All of the entries should be restated word for word, but without their pictures.

(Records supplied begins)

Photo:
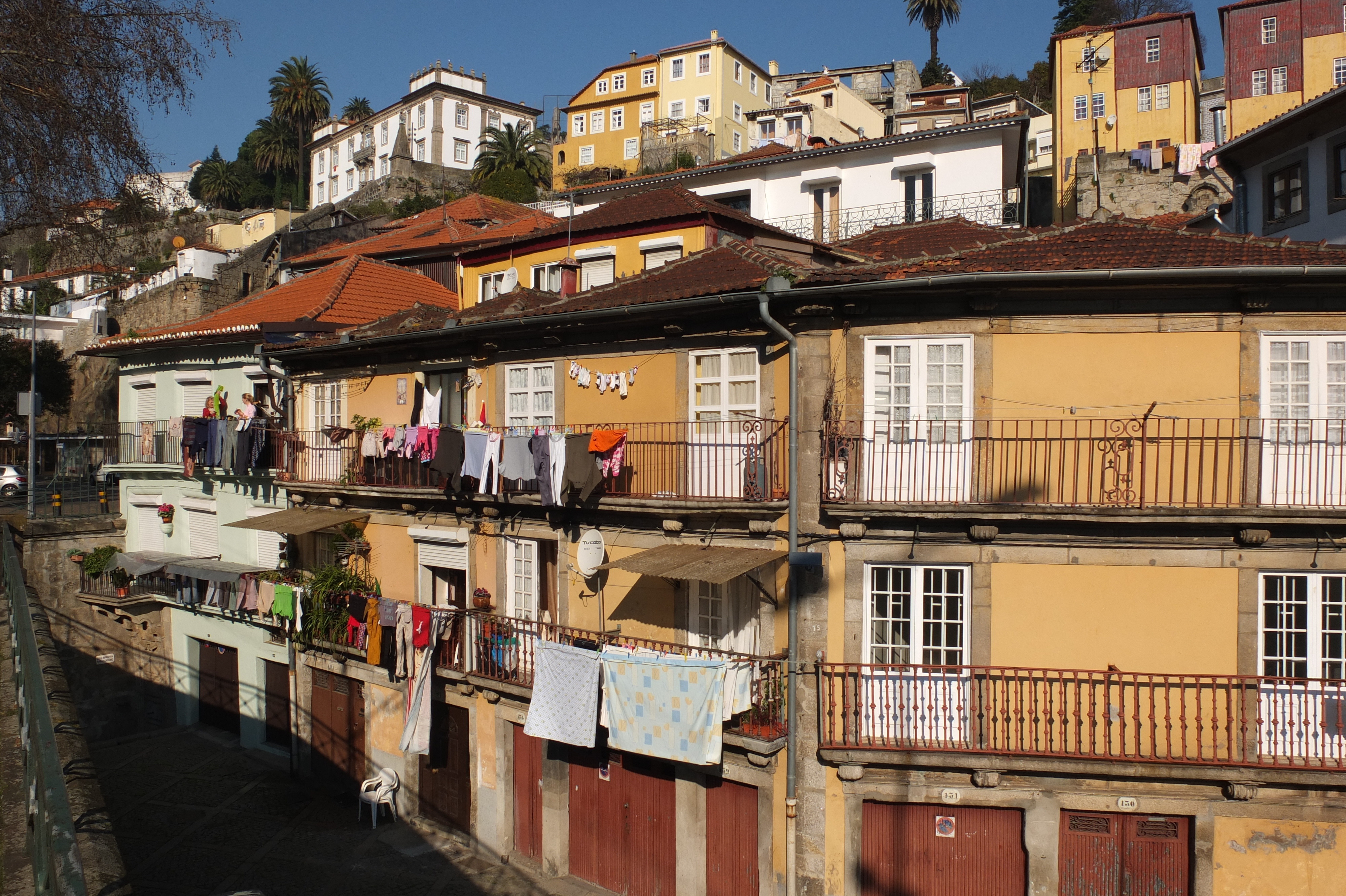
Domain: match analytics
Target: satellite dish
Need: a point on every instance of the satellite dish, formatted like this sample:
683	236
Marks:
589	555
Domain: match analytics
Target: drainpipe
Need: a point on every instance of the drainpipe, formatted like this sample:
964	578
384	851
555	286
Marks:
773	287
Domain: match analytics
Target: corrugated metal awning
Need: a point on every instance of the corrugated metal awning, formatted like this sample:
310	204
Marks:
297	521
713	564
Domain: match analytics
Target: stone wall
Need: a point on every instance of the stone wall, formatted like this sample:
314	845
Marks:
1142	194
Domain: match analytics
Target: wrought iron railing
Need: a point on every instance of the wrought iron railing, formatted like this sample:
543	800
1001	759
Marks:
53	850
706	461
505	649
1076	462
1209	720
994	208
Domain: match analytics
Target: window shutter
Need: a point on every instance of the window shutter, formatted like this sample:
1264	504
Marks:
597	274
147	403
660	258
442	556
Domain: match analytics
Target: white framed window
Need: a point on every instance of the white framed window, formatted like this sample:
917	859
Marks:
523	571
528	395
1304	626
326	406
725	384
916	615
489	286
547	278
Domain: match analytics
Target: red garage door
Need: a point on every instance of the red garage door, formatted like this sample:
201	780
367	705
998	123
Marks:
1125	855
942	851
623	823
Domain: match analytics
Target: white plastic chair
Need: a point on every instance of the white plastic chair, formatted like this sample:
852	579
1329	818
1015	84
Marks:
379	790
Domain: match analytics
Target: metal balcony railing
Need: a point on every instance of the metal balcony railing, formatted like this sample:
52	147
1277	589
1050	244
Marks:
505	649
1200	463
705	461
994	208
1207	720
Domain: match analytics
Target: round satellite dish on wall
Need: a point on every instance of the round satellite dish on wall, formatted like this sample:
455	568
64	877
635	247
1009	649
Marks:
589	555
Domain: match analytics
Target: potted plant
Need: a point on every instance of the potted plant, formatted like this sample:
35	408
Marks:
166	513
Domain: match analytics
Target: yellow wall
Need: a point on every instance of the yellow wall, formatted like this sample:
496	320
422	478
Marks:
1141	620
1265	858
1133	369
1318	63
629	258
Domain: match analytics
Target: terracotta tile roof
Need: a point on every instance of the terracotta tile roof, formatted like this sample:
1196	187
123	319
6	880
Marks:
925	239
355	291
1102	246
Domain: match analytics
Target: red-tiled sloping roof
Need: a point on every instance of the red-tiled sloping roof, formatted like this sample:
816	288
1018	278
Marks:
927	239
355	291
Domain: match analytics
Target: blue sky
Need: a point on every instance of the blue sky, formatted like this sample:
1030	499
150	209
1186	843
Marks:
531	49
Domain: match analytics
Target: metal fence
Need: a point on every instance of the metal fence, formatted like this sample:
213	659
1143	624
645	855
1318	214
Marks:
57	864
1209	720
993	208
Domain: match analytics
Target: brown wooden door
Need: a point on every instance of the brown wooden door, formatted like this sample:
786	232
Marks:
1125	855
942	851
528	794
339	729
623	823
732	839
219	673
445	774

(Records supplied ends)

**Expected answer:**
Photo:
Domain: match analytics
Target: satellite dish
Need: a point on every instance of the satellite dish, formatted like this sample:
683	236
Marks:
589	555
Domain: match analytics
Target: drainpipe
Need: a point on every instance of the drainpipe, formatted like this sample:
964	578
384	851
555	286
Marks:
773	287
Domain: match analytics
Target: corrugated metal awning
Need: a point on every instance of the corrugated metal awning, formatted like this sample:
310	204
Marks:
297	521
713	564
Domain: match analytics
Target: stone wall
Need: a point on every instance of the stone wall, formatted like this sample:
314	845
Marks:
1142	194
Domain: match analytics
Target: wrought iron railing
Need: a point on every instance of the wrought iron railing, formatted like this sample:
543	800
1001	759
Marks:
53	850
706	461
505	649
1076	462
1209	720
994	208
Domain: match analytics
Target: window shutter
Need: a point on every instance of the window shutter, formatted like this sample:
1264	504
Marks:
597	274
147	403
660	258
442	556
Domain: match analytics
Target: white framed window
Need: a point on every instance of the white framed window, formatted like this sample:
917	859
Marks:
523	571
528	395
1304	626
326	406
725	384
916	615
489	286
547	278
Domain: match analytics
Target: red garage door
Need: a point on every instance of the red garage door, formatted like this sample:
201	780
367	705
998	123
Marks:
1125	855
942	851
623	823
Domain: match analytics
Target: white plastic chair
Need: a point on every instance of the white plastic chair, formatted like this sample:
852	579
1329	818
1015	84
Marks:
379	790
Domain: match analytics
Target: metal balcony railing
Need: a point on every instance of the metal balcony railing, formatted like this sample:
52	147
1277	589
1050	244
Marks:
505	649
1200	463
705	461
994	208
1207	720
Domain: match analytics
Target: round satellite dish on wall
Need: a point on every instance of the round satellite dish on wall, formatted like this sample:
455	568
64	877
635	247
1009	649
Marks:
589	555
Domain: match analytics
Target: potted plant
Need: a point on every instance of the potted plant, formatted like this sample:
35	408
Marks:
166	513
Domain: match analytics
Target: yellow wall
Need: a point on every instance of the yellow wall, formatted like this sample:
496	320
422	478
Marks:
1141	620
1265	858
1133	369
1318	63
629	258
Domain: match analytics
Target: terracotta tile roof
Need: a point on every instance of the terracotta tile roof, formatted like this sample:
1196	187
123	319
6	880
Marks:
925	239
355	291
1102	246
Domain: match analytics
Target: red-tiled sloping roof
Need: a point on every instance of the red-tiled sloping roof, formatted like this sample:
816	288
1018	278
Marks:
927	239
355	291
Domain: match analytics
Target: blue sky
Need: a point on every instance of the blue sky, formatted like this sample:
1030	499
150	209
1186	843
Marks:
531	49
Domain: match analytics
Target: metal fence
Need: a point on every instance of the metal fence, formatted like this sample:
213	659
1143	624
645	855
1318	214
Marks:
57	864
1209	720
993	208
Domain: match analytics
Target: brown wooden door
Need: a point on every instance of the brown wooden door, formatted like this sample:
786	232
Marks:
1125	855
942	851
528	794
339	729
623	823
732	839
219	673
445	774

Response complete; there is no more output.